> Passage to read
Gen 3 Proof-of-Stake (PoS) is based on the idea of Gen 2/PIVX kernel which is based on Peercoin in turn. In such idea, there is no accounting, ordering or collaterals. The block mining is very similar to Proof-of-Work, except that only time can affect generated hash. Such PoS hash is matched against a classical difficulty target. Those are compared as 256-bit integers, or more commonly known as “comparing leading zeros”. A special stake modifier as a source of entropy and stake maturity age are added to make it practically impossible to predict a winning stake in the future. That prevents stake mining attacks.
The original Gen 2 PIVX-derived stake modifier had all sorts of flaws what was described by the author in an article shortly after Gen 2 launch back in 2019: https://habr.com/ru/post/442862/ (in Russian). A new strategy was created to use the oldest block root state hash and the youngest block coinbase inside the stake maturity period of 60 minutes to make the stake modifier practically unpredictable. It was also tested in cancelled Gen 2 hardfork to mitigate stake mining problem. At the end, 50 to 75 percent of stakes were mined due to the shortsighted cancellation.

> Stated task
Translate this sentence from the proof-of-stake passage into Spanish: "The block mining is very similar to Proof-of-Work, except that only time can affect generated hash." The lines that follow are separate material, unrelated to the passage above.

> Given records
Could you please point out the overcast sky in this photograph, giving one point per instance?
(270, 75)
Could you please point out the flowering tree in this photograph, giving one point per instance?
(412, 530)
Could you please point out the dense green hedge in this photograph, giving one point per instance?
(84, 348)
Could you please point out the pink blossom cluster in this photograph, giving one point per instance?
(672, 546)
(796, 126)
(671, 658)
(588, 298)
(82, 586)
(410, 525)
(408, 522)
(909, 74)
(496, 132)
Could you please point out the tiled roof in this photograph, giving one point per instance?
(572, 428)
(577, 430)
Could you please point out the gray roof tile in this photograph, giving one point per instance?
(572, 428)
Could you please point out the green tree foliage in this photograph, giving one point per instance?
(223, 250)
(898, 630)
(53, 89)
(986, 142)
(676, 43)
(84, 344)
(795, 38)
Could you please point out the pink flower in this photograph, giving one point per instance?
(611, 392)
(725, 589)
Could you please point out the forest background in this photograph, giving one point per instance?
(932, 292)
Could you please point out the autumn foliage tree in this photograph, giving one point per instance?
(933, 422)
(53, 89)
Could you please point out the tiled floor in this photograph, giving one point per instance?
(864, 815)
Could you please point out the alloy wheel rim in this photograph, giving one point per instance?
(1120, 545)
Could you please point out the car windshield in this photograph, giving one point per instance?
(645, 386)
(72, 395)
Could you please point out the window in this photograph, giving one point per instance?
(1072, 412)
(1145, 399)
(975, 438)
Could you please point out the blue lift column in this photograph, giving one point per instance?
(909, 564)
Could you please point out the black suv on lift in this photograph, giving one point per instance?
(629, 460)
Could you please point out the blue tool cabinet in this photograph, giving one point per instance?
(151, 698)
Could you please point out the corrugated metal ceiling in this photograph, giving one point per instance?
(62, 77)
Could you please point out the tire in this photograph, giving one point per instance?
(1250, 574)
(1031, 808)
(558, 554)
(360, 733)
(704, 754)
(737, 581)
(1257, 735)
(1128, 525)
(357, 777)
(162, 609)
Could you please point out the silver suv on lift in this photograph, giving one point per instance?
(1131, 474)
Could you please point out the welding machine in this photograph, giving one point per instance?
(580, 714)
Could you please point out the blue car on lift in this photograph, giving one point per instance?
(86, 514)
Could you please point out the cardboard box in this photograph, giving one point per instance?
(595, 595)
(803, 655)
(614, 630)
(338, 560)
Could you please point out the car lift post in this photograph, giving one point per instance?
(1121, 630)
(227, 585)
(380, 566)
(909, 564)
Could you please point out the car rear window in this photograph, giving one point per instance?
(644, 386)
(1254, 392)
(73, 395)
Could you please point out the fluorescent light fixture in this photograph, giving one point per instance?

> Full solution
La minería de bloques es muy similar a la prueba de trabajo (Proof-of-Work), salvo que solo el tiempo puede afectar al hash generado.